> _Goal of the exercise_: With the pictures omitted, write out all of the listing exactly.

> _Data shown_:
|---|

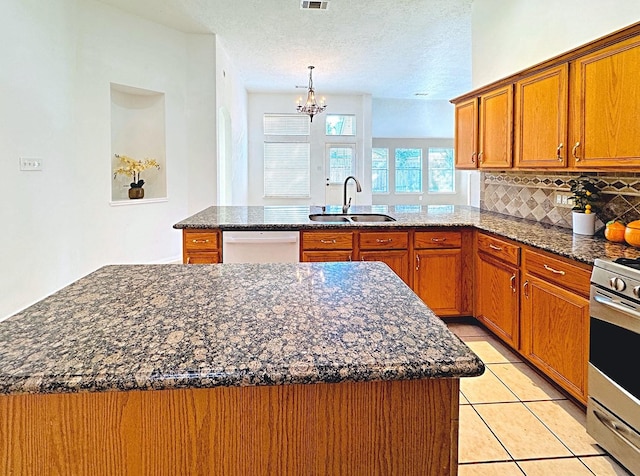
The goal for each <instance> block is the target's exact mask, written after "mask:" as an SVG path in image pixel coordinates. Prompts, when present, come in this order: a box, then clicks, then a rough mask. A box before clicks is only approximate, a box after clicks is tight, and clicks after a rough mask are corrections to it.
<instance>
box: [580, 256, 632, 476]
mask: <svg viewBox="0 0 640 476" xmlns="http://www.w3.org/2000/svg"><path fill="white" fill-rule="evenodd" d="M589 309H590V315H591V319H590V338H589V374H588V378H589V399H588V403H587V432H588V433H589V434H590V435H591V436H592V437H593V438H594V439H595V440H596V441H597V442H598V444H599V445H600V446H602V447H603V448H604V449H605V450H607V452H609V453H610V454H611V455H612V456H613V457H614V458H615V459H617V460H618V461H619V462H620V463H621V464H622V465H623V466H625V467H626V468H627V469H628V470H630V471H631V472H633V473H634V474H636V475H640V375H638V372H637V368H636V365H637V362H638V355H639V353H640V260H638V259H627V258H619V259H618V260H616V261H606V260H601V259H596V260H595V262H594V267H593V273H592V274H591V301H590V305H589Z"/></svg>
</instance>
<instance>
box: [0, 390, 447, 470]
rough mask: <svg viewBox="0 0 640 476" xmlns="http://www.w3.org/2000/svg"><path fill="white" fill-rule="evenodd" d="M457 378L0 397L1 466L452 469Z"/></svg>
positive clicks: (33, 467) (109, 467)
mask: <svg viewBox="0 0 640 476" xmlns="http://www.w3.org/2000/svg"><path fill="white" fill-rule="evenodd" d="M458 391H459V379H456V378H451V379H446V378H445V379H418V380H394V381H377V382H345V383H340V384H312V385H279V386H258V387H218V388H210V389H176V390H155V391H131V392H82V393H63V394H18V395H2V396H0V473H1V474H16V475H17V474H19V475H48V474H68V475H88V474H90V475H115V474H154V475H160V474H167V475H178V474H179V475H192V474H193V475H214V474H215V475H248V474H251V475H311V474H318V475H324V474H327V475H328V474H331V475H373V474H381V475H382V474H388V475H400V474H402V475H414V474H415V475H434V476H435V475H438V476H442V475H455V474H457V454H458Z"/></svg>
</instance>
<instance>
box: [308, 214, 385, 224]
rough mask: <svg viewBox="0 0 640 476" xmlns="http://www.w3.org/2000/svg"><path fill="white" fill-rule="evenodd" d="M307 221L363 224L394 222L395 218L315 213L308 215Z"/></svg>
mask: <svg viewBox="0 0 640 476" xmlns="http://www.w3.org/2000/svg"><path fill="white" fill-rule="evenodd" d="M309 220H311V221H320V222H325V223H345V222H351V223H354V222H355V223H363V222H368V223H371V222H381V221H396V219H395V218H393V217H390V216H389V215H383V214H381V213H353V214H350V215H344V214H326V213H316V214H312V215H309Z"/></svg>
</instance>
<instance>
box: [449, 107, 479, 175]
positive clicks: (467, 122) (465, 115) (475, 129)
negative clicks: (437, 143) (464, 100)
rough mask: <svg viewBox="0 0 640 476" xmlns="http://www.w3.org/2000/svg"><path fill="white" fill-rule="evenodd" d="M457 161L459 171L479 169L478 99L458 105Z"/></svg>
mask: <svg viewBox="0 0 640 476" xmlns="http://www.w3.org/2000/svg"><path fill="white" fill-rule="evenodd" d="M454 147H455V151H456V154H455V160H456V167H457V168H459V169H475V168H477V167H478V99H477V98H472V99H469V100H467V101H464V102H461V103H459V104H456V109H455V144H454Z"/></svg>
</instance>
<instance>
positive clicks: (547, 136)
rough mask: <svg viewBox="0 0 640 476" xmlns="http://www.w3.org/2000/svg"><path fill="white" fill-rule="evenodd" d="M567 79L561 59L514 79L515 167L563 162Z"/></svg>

|---|

> _Exercise solution_:
The goal for each <instance> block is the target's exact mask, written after "mask:" as an SVG path in image pixel coordinates. Prompts, when present, come in this order: a box, then clicks, then a rough mask. A box before clicks is only approximate, a box after clicks is tight, and clicks after a rough mask are corrections to it.
<instance>
box: [580, 256, 632, 476]
mask: <svg viewBox="0 0 640 476" xmlns="http://www.w3.org/2000/svg"><path fill="white" fill-rule="evenodd" d="M589 309H590V315H591V319H590V338H589V374H588V378H589V399H588V403H587V432H588V433H589V434H590V435H591V436H592V437H593V438H594V439H595V440H596V441H597V442H598V444H599V445H600V446H602V447H603V448H604V449H605V450H607V452H609V453H610V454H611V455H612V456H613V457H614V458H615V459H617V460H618V461H619V462H620V463H621V464H622V465H623V466H625V467H626V468H627V469H628V470H630V471H631V472H633V473H634V474H636V475H640V375H638V372H637V368H636V365H637V362H638V355H639V353H640V260H638V259H627V258H619V259H618V260H616V261H606V260H601V259H596V260H595V262H594V267H593V273H592V274H591V301H590V305H589Z"/></svg>
</instance>
<instance>
box: [0, 390, 447, 470]
rough mask: <svg viewBox="0 0 640 476" xmlns="http://www.w3.org/2000/svg"><path fill="white" fill-rule="evenodd" d="M457 378L0 397L1 466L452 469Z"/></svg>
positive clicks: (33, 467) (109, 467)
mask: <svg viewBox="0 0 640 476" xmlns="http://www.w3.org/2000/svg"><path fill="white" fill-rule="evenodd" d="M458 391H459V379H456V378H451V379H446V378H445V379H418V380H394V381H377V382H345V383H340V384H312V385H279V386H258V387H218V388H210V389H176V390H155V391H131V392H82V393H63V394H18V395H2V396H0V473H1V474H16V475H17V474H19V475H48V474H68V475H88V474H90V475H115V474H154V475H160V474H167V475H178V474H179V475H192V474H193V475H214V474H215V475H248V474H251V475H311V474H318V475H324V474H327V475H328V474H331V475H373V474H381V475H382V474H388V475H400V474H402V475H414V474H415V475H434V476H435V475H438V476H442V475H455V474H457V454H458Z"/></svg>
</instance>
<instance>
box: [308, 214, 385, 224]
rough mask: <svg viewBox="0 0 640 476" xmlns="http://www.w3.org/2000/svg"><path fill="white" fill-rule="evenodd" d="M307 221L363 224L394 222L395 218L315 213L308 215Z"/></svg>
mask: <svg viewBox="0 0 640 476" xmlns="http://www.w3.org/2000/svg"><path fill="white" fill-rule="evenodd" d="M309 220H311V221H320V222H325V223H345V222H351V223H354V222H355V223H363V222H368V223H371V222H381V221H396V219H395V218H393V217H390V216H389V215H383V214H381V213H353V214H350V215H344V214H326V213H316V214H312V215H309Z"/></svg>
</instance>
<instance>
box: [449, 107, 479, 175]
positive clicks: (467, 122) (465, 115) (475, 129)
negative clicks: (437, 143) (464, 100)
rough mask: <svg viewBox="0 0 640 476" xmlns="http://www.w3.org/2000/svg"><path fill="white" fill-rule="evenodd" d="M457 161L459 171L479 169L478 99L458 105Z"/></svg>
mask: <svg viewBox="0 0 640 476" xmlns="http://www.w3.org/2000/svg"><path fill="white" fill-rule="evenodd" d="M454 147H455V151H456V154H455V160H456V167H457V168H459V169H475V168H477V167H478V99H477V98H472V99H469V100H467V101H464V102H461V103H459V104H456V109H455V144H454Z"/></svg>
</instance>
<instance>
positive clicks: (547, 136)
rough mask: <svg viewBox="0 0 640 476" xmlns="http://www.w3.org/2000/svg"><path fill="white" fill-rule="evenodd" d="M567 79L561 59L514 79L515 167L563 162Z"/></svg>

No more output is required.